-- BEGIN --
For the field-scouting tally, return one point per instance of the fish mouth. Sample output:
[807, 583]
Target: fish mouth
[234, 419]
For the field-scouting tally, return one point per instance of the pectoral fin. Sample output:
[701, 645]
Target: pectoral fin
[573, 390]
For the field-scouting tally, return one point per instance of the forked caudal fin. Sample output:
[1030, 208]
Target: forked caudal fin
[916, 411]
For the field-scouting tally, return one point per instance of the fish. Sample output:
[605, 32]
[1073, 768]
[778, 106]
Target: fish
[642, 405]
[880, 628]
-- END --
__WORK TO BE COMPLETED__
Write out exactly the lines starting with the one that holds "of the pectoral" and running through the last line above.

__EXPECTED ANSWER__
For the field-scouting tally, return one point per instance of the pectoral fin. Sample output:
[701, 645]
Target: pectoral fin
[573, 390]
For the field-scouting tally, return one point per instance of the forked caudal fin. Sample output:
[1030, 208]
Target: forked caudal fin
[916, 411]
For the field-scouting tally, return one point per instance of the fish. Sample output:
[605, 32]
[1073, 768]
[778, 106]
Target: fish
[642, 405]
[880, 628]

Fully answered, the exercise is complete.